** Begin QUOTED TEXT **

# Track polarity



## Mike(^RacerX^) (Mar 15, 2003)

Hey all.....

Haven't posted much,but I stll read this board every day.I didn't do a whole lot with my track the last few months as I was taking advantage of the nice hot summer we had here in SE NY state.

I'm getting back to doing some work on the track again in the next week or so and will pick up where I left off,which was with putting together some driver stations.

I'm thinking about some of those electronic Parma controllers that everyone has been talking about on the HO DL for the last week or so.But I see that when using these,track polarity is an issue.

At the moment,I am using 3 wall warts chained together for every two lanes.The question is,how do I go about determining the + side from the - side???

Mike


----------



## Rawafx (Jul 20, 1999)

If you have a volt meter(you can pick up cheap ones at Radio Shack and I think Sears has them, too......I bought a really nice one on sale there last year.) just set the meter to DC volts and touch one wire to each of the meter's leads. If you get a "normal" volt reading then the red probe is on the positive wire; if you get a "negative" reading then the black probe is on the postive wire.

** End QUOTED TEXT **
** Begin DATA BLOCK **

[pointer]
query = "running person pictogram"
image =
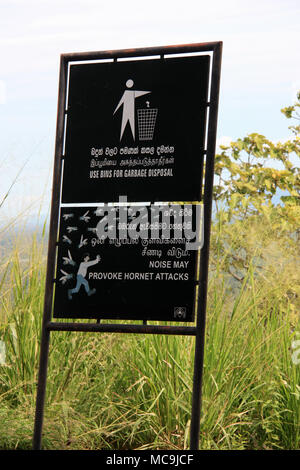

** End DATA BLOCK **

■ REQUIRED TASKS:
1/ In the track polarity thread, what setting should the volt meter be on to find the positive wire?
2/ Reproduce the track polarity thread from "# Track polarity" up to and including "SE NY state.".

■ EXPECTED RESULTS:
1/ DC volts.

2/
# Track polarity



## Mike(^RacerX^) (Mar 15, 2003)

Hey all.....

Haven't posted much,but I stll read this board every day.I didn't do a whole lot with my track the last few months as I was taking advantage of the nice hot summer we had here in SE NY state.